* [SET EXERCISE]
Show each line of the listing below that contains the string "taillight", matching its case exactly.
------ RECORDS FOR THIS TASK
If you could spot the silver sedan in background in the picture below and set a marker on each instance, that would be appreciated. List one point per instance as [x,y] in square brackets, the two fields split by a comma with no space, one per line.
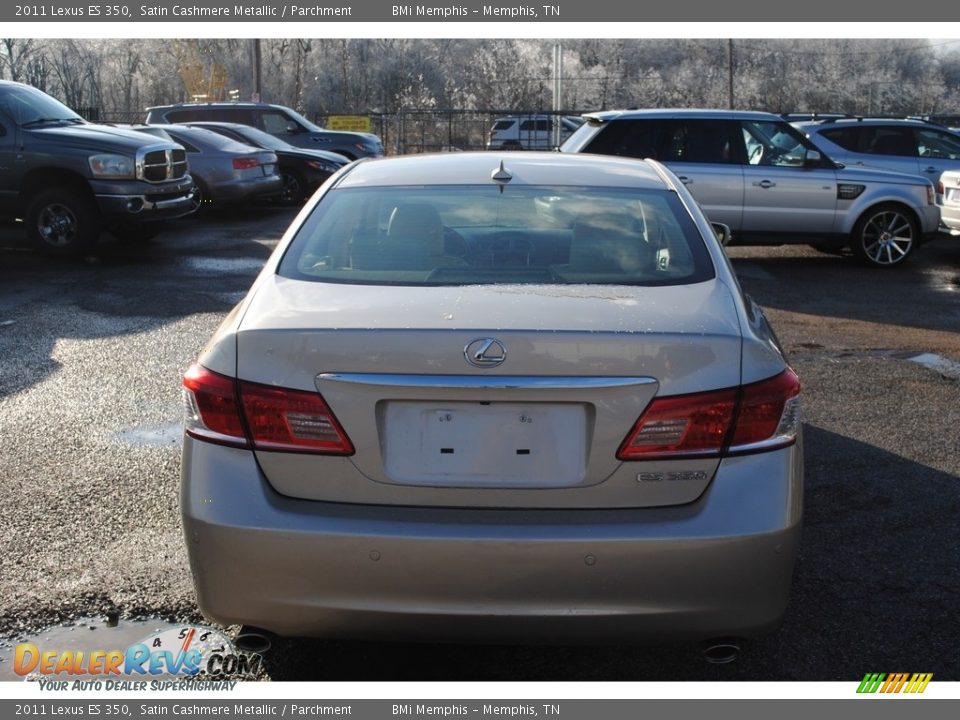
[486,396]
[225,171]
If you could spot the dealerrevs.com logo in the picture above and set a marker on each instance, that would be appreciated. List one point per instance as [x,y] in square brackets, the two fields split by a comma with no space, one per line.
[911,683]
[185,652]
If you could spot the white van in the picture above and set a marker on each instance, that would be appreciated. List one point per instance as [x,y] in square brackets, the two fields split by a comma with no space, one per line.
[529,132]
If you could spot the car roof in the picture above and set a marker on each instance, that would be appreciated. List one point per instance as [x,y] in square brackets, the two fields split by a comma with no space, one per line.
[207,139]
[216,104]
[523,168]
[664,113]
[824,122]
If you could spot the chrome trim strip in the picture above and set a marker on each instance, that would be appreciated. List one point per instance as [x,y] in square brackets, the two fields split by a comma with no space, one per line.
[491,382]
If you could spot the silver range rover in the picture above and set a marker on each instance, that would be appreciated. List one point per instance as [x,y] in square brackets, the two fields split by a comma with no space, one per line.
[759,175]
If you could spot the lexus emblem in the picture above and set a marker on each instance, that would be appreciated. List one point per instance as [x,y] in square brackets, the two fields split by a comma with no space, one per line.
[485,352]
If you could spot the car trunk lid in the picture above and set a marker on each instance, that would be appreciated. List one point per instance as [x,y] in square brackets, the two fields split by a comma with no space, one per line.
[446,408]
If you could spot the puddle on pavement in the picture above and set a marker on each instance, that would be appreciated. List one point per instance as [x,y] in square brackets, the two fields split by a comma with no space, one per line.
[944,367]
[241,265]
[159,436]
[751,271]
[86,634]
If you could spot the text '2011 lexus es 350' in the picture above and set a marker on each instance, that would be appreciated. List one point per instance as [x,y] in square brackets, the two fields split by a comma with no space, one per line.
[515,397]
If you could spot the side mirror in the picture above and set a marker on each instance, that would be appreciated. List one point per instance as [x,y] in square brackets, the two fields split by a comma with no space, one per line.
[723,233]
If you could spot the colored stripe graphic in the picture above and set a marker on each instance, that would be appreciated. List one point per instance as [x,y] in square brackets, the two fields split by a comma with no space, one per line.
[871,682]
[894,682]
[919,682]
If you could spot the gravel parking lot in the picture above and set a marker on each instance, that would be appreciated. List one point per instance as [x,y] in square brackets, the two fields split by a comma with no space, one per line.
[91,351]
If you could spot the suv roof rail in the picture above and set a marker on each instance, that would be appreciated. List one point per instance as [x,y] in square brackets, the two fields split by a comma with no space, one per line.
[820,116]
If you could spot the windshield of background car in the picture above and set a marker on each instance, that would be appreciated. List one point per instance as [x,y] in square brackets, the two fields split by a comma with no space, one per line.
[25,105]
[469,235]
[774,143]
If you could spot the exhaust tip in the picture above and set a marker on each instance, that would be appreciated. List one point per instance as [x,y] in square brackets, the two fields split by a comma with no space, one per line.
[721,652]
[255,640]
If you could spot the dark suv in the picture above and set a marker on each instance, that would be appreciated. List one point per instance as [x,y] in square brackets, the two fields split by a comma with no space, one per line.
[69,179]
[277,120]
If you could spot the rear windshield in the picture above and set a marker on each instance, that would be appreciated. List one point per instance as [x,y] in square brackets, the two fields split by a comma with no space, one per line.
[469,235]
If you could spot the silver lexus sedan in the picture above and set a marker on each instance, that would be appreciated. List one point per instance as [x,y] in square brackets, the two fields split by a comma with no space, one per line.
[514,397]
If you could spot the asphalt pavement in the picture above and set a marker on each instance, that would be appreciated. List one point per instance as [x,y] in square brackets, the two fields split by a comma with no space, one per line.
[90,356]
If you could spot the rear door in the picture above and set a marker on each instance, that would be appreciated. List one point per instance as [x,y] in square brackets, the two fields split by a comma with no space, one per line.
[782,195]
[699,151]
[937,151]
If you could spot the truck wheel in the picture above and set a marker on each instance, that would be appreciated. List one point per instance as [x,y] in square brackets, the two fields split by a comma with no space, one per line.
[61,221]
[294,191]
[885,236]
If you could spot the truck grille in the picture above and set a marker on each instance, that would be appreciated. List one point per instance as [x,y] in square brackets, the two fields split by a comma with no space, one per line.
[161,163]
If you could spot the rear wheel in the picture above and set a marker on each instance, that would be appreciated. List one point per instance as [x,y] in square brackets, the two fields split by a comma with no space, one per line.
[62,221]
[293,192]
[885,236]
[201,197]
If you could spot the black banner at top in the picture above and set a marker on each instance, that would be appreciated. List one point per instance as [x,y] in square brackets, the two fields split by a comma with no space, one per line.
[759,13]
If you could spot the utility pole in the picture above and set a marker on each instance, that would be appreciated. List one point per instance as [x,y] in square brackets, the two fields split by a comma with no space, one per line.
[257,75]
[557,90]
[730,72]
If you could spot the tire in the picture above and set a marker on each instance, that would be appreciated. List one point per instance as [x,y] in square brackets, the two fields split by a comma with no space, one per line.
[884,236]
[201,198]
[293,192]
[63,221]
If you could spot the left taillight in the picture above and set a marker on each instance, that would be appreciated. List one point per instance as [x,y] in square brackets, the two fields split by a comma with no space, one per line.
[222,410]
[760,416]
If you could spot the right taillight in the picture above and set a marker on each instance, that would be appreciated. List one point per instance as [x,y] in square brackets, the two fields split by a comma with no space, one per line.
[210,407]
[223,410]
[291,421]
[760,416]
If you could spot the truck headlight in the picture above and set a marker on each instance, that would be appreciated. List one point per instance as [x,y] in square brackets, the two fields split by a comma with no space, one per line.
[112,166]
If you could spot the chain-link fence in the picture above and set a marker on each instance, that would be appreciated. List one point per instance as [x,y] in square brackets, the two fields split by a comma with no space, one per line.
[442,130]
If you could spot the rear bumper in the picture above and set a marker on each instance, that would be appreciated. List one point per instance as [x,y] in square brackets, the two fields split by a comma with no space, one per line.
[950,217]
[720,566]
[239,190]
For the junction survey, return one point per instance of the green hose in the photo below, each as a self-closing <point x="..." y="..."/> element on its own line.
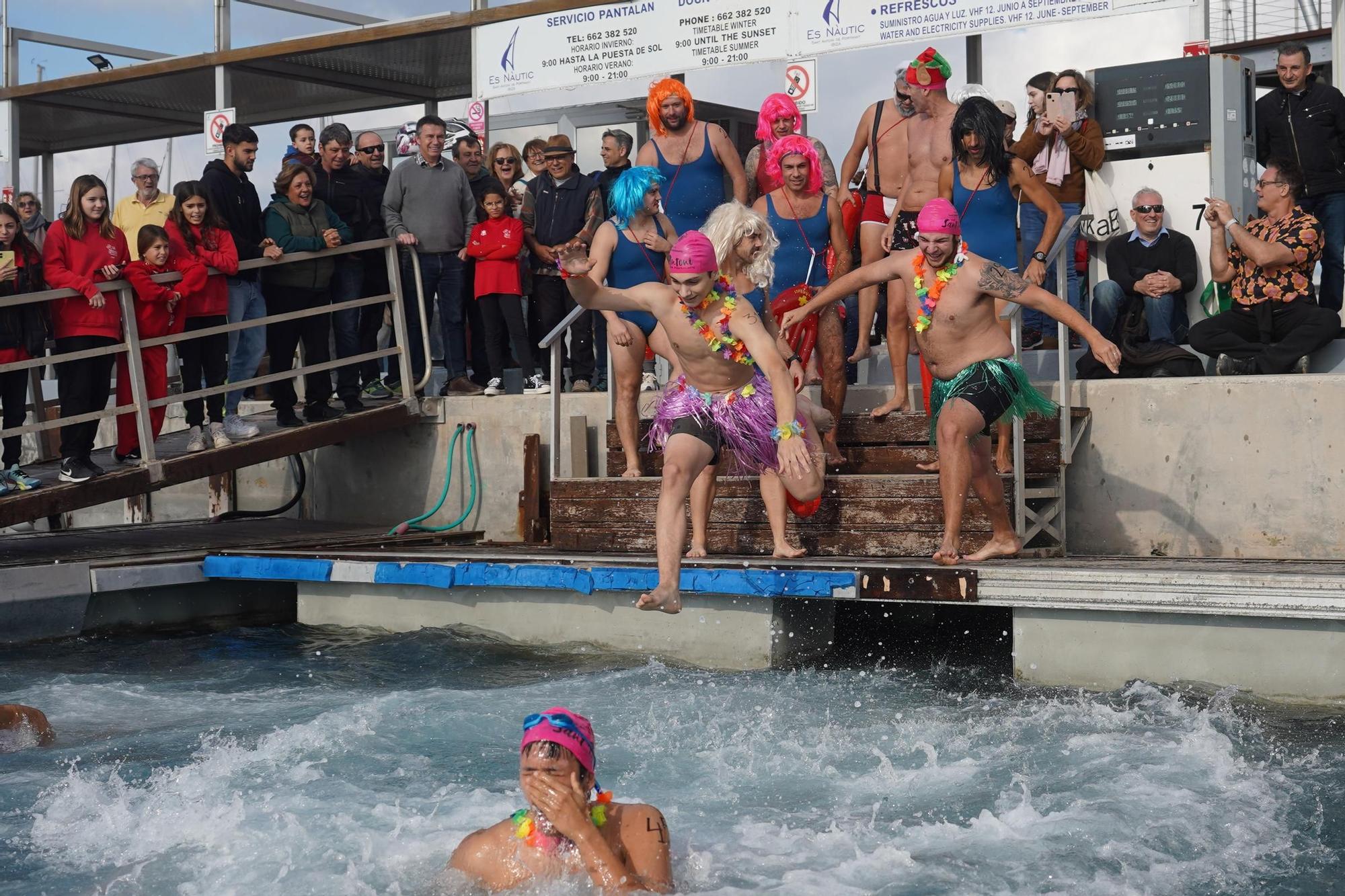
------------
* [COMPLETED EXERCISE]
If you could spot the left taillight in the picture above and set a marker on each instance, that would be appreciated. List one point per instance as [x,y] in square brackets, the two fields split by a comma with no space, one per line.
If you could spot the right taillight in the picture above and set a marker on each instance, that would be appreciated. List one point per instance as [x,y] in square brackets, the two fields split by a comma with no space, one per line.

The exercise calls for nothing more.